# Exercise requirements:
Rewrite only the data from the line containing "[trace] wooden plank roof" through the end, replacing "even-odd" with "nonzero" and leaving everything else unchanged.
[begin Record set]
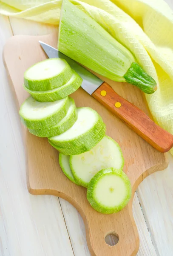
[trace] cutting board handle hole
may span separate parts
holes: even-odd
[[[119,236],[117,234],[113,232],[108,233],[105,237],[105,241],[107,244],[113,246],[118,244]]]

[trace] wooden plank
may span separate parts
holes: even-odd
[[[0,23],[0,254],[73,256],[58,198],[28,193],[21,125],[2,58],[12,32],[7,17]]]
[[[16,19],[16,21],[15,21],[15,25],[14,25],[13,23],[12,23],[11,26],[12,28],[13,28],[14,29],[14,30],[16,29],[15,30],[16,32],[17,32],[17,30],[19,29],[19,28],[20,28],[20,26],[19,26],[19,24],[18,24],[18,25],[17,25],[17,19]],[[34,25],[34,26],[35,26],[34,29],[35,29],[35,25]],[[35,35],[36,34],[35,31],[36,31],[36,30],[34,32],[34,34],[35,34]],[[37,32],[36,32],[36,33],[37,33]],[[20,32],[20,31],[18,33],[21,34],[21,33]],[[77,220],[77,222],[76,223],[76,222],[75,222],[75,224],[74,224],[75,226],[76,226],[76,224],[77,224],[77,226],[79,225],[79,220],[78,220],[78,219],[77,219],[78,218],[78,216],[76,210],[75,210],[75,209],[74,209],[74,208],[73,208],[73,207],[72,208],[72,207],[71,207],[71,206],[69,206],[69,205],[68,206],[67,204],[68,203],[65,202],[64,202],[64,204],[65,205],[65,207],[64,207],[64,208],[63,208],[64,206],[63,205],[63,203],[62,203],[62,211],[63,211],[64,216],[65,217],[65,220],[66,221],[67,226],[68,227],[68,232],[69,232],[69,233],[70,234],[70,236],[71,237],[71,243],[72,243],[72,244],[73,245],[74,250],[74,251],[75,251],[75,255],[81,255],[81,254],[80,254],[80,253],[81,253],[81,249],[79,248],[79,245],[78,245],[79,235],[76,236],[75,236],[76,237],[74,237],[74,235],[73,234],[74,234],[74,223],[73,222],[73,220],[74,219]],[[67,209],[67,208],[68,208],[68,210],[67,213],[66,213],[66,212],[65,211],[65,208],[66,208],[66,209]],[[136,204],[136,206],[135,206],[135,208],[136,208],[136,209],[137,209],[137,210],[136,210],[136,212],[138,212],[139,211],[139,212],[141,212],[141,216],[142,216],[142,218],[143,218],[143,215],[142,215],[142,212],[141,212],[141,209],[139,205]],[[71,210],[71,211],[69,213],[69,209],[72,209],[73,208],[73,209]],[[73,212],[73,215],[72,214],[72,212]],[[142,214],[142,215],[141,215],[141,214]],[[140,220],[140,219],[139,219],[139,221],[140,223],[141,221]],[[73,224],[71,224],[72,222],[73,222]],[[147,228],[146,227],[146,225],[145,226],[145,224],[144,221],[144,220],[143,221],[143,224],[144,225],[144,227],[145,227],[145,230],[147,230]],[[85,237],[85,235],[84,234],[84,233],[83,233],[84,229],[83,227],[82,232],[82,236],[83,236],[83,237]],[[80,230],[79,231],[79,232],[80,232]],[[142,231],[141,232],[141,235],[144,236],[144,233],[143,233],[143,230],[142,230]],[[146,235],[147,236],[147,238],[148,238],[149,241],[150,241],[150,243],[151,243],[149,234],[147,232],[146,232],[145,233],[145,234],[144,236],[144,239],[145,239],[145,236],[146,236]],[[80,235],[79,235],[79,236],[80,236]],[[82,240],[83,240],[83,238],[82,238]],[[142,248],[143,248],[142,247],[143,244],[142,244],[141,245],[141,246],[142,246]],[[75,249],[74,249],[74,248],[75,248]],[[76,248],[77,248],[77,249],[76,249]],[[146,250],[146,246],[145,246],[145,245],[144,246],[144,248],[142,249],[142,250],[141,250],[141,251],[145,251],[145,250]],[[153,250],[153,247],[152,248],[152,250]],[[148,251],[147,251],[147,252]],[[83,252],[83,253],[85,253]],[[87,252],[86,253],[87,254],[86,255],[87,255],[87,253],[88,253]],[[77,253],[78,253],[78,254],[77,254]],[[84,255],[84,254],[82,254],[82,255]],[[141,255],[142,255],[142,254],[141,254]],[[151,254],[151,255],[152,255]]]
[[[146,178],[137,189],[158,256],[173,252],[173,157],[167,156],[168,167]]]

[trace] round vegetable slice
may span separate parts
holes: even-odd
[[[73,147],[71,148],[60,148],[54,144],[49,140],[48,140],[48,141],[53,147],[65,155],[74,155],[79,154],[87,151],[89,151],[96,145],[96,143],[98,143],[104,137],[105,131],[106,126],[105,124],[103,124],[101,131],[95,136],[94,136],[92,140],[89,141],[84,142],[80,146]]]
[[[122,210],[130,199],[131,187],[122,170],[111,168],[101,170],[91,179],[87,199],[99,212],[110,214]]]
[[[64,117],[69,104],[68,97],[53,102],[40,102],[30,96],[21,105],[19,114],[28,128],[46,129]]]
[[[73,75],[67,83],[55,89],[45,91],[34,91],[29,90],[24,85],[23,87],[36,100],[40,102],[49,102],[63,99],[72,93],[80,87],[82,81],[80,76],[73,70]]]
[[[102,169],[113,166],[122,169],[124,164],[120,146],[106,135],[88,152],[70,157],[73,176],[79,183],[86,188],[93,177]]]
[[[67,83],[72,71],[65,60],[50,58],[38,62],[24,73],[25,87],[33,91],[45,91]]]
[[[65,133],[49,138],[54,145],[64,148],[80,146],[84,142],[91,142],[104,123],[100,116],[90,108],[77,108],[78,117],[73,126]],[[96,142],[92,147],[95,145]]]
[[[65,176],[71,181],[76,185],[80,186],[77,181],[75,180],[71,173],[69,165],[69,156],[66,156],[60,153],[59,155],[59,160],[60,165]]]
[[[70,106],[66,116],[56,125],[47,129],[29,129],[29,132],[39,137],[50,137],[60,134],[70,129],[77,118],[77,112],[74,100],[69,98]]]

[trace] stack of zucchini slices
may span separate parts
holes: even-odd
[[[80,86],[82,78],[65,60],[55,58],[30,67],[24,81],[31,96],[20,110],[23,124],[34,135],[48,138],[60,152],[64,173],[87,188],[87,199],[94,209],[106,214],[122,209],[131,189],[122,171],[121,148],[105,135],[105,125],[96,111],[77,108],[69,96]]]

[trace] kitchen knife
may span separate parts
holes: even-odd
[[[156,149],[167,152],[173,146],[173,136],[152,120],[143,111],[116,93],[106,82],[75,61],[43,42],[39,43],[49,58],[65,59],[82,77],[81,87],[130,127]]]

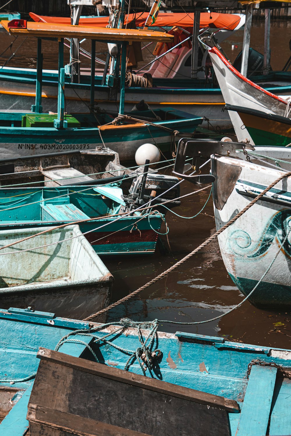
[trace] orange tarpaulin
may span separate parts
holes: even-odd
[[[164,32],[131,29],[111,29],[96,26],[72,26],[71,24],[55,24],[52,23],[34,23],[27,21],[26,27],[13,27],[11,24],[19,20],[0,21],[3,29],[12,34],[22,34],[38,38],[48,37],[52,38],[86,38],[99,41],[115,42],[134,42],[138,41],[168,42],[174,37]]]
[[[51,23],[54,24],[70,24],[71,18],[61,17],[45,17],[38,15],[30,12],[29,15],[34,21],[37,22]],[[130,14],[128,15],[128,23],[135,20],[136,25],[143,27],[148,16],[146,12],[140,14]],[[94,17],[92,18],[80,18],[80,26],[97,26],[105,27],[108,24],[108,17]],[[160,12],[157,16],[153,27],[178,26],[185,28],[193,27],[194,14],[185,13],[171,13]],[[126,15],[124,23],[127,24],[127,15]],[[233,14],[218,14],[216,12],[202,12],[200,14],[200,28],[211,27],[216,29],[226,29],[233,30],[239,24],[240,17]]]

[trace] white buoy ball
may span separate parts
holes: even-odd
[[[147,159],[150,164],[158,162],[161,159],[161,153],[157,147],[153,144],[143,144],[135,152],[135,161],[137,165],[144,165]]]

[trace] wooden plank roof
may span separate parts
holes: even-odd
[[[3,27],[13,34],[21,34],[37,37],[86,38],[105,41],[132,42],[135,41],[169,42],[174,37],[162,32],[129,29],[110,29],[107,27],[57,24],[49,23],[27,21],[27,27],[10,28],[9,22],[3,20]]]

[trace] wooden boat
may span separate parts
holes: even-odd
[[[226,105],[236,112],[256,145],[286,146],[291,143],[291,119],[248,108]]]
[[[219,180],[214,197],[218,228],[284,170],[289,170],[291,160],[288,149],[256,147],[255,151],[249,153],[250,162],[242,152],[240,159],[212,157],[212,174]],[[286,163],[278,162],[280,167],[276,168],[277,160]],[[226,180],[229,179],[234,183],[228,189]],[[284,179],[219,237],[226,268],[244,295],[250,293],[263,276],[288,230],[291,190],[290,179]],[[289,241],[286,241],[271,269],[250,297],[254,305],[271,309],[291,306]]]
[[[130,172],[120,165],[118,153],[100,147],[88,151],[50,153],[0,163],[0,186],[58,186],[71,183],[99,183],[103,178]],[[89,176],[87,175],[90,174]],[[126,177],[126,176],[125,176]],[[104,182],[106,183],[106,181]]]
[end Record set]
# Answer to the problem:
[trace] wooden plank roof
may span separate parts
holes: nonzero
[[[3,27],[13,34],[21,34],[37,37],[86,38],[105,41],[132,42],[135,41],[169,42],[174,37],[162,32],[129,29],[110,29],[107,27],[57,24],[49,23],[27,21],[27,27],[10,28],[9,22],[3,20]]]

[trace] wooden boat
may span separate parts
holes: nonzero
[[[226,105],[236,112],[256,145],[286,146],[291,143],[291,119],[248,108]]]
[[[219,180],[214,197],[218,228],[284,170],[289,170],[291,160],[288,149],[256,147],[255,151],[249,153],[250,162],[242,152],[240,159],[212,157],[212,174]],[[286,163],[278,162],[280,167],[276,168],[277,160]],[[226,180],[229,179],[234,183],[228,189]],[[284,179],[219,237],[226,268],[244,295],[250,293],[263,276],[288,230],[291,190],[290,179]],[[289,241],[286,241],[271,269],[250,297],[254,305],[271,309],[291,306]]]
[[[130,172],[120,165],[118,153],[100,147],[88,151],[50,153],[0,163],[0,186],[58,186],[71,183],[99,183],[103,178]],[[89,176],[87,175],[90,174]],[[126,177],[126,176],[125,176]],[[104,182],[106,183],[106,181]]]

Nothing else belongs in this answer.